Fix Memory monitoring for Rubin PanDA jobs

• Type: Story
• Status: Done
• Resolution: Done
• Fix Version/s: None
• Component/s:
• Labels:
• Team:
Ops Middleware
• Urgent?:
No

Shuwei Ye added a comment -

I did not realize that I should click the "merge" button. I just made the merge.

Shuwei

Michelle Gower added a comment -

Thanks Shuwei Ye for merging and helping me with testing the backport.  I have the backport in the ticket branch, but I'm having trouble getting runs through to test it.  And the one that did go through last night didn't work.  So I'm not sure what's up.

▸ What is being asked:
Answer these about the PanDA memory monitoring ticket:
1. Which team is listed?
2. What is the ticket's status?
3. Which button did Shuwei Ye not realize needed to be clicked?

▸ Data excerpt:
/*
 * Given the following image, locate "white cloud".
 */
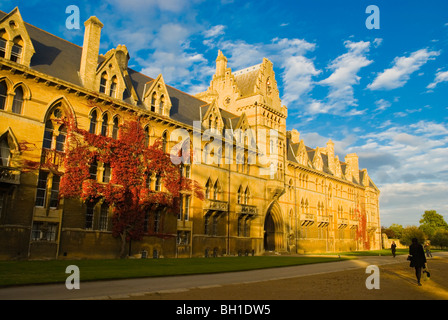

▸ Exercise output:
1. Ops Middleware
2. Done
3. The "merge" button